**YOUR OBJECTIVE:**
Only the number is wanted: how many lines in the material below contain "white".

**SOURCE MATERIAL:**
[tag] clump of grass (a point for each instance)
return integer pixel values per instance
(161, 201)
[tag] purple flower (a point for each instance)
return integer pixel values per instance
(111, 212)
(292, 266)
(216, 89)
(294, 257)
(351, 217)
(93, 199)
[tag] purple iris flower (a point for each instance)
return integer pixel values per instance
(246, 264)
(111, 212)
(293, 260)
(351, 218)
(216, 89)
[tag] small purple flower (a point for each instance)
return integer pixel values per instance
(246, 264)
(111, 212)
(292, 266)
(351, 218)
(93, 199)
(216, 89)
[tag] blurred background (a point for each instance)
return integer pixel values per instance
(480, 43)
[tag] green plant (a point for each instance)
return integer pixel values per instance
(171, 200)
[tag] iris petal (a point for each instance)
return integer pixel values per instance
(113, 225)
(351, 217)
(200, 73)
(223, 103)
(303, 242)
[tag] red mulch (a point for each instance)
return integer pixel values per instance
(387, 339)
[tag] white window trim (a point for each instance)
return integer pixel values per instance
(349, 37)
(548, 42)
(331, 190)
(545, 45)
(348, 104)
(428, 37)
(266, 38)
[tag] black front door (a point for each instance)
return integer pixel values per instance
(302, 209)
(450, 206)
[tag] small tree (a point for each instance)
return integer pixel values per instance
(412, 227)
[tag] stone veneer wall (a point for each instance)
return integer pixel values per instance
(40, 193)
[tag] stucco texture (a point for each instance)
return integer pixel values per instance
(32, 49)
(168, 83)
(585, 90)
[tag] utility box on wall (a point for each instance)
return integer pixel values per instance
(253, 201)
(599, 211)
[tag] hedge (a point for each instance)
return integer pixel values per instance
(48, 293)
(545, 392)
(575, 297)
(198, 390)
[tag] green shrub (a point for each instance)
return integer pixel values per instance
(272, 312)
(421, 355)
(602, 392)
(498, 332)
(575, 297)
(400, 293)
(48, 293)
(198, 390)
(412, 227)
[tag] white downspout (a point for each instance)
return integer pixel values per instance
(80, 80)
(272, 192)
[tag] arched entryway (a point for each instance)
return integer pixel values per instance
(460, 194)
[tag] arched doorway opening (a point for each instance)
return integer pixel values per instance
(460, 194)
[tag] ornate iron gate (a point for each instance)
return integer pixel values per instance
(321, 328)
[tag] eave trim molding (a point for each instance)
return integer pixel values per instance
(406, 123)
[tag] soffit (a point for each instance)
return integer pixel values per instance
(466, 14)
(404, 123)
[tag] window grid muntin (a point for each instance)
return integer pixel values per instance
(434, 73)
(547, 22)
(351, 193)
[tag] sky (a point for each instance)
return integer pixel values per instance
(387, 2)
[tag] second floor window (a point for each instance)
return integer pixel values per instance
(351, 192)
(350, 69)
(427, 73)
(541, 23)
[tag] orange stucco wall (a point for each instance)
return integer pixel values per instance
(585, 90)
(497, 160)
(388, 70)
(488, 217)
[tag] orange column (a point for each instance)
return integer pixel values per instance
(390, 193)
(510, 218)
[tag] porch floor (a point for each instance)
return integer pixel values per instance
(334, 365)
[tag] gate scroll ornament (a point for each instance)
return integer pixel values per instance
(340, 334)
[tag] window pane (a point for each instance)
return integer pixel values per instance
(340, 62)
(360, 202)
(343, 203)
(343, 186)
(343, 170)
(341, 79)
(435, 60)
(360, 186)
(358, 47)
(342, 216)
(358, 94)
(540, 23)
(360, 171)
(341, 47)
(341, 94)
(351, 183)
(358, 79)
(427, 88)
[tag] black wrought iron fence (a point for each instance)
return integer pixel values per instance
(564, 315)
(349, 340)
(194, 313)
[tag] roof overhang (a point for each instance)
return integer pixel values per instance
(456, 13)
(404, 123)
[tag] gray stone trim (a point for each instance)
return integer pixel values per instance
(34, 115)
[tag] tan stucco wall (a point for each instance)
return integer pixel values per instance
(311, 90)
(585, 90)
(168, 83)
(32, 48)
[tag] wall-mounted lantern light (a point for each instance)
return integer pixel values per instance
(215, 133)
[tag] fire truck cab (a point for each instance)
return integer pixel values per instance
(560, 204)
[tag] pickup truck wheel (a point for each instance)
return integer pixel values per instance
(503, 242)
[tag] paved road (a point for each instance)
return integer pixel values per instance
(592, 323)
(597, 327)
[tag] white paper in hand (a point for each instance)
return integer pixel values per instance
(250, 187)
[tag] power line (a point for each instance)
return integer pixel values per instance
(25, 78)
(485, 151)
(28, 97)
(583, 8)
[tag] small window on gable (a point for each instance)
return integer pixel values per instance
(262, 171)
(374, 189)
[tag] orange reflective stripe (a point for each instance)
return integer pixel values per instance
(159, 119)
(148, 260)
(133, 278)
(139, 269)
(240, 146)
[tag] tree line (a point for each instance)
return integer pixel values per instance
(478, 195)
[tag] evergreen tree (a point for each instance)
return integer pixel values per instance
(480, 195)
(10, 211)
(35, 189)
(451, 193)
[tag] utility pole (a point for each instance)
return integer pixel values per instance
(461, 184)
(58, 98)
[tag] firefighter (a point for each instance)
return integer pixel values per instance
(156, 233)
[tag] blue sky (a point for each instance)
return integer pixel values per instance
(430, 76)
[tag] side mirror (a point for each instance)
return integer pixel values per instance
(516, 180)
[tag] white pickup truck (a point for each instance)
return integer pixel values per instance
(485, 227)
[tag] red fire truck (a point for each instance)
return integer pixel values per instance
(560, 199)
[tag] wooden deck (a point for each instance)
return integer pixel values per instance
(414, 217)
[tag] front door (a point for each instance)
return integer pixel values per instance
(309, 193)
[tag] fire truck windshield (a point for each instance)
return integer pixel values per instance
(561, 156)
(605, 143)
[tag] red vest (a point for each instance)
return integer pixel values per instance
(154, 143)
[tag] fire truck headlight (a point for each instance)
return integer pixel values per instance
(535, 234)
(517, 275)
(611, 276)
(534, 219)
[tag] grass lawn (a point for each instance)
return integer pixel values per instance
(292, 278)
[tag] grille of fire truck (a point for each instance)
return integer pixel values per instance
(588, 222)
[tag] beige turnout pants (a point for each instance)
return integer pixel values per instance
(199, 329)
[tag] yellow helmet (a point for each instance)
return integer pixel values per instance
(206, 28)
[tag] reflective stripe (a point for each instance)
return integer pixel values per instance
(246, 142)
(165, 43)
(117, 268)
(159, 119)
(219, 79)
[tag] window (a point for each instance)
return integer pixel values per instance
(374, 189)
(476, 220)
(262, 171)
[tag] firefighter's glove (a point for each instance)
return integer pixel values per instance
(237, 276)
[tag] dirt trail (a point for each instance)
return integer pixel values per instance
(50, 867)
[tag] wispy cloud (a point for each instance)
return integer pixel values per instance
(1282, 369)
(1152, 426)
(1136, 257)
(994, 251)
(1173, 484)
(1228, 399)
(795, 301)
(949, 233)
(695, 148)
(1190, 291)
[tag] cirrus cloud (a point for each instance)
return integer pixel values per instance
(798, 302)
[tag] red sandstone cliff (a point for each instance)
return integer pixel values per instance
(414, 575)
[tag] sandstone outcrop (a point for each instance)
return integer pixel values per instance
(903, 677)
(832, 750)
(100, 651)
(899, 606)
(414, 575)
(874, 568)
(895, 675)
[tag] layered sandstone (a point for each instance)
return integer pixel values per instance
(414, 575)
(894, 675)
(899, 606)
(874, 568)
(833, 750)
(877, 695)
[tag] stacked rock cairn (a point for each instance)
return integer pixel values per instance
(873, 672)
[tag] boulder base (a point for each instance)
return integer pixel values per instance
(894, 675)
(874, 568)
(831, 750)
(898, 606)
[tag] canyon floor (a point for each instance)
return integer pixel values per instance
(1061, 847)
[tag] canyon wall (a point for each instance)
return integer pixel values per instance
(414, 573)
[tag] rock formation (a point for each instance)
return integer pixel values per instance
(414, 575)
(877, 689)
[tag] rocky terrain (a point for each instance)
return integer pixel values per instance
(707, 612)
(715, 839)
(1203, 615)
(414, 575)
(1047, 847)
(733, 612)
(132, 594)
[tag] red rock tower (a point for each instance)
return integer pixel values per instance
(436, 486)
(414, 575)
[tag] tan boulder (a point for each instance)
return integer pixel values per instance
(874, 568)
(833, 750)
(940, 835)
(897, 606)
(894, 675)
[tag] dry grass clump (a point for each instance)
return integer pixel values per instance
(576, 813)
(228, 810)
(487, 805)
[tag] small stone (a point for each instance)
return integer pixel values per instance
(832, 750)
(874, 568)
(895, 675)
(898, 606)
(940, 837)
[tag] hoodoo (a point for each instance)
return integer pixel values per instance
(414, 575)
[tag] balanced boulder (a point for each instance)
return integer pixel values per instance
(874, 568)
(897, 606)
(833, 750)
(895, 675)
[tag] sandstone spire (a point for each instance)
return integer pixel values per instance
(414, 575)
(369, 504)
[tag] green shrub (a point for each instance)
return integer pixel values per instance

**EXERCISE ANSWER:**
4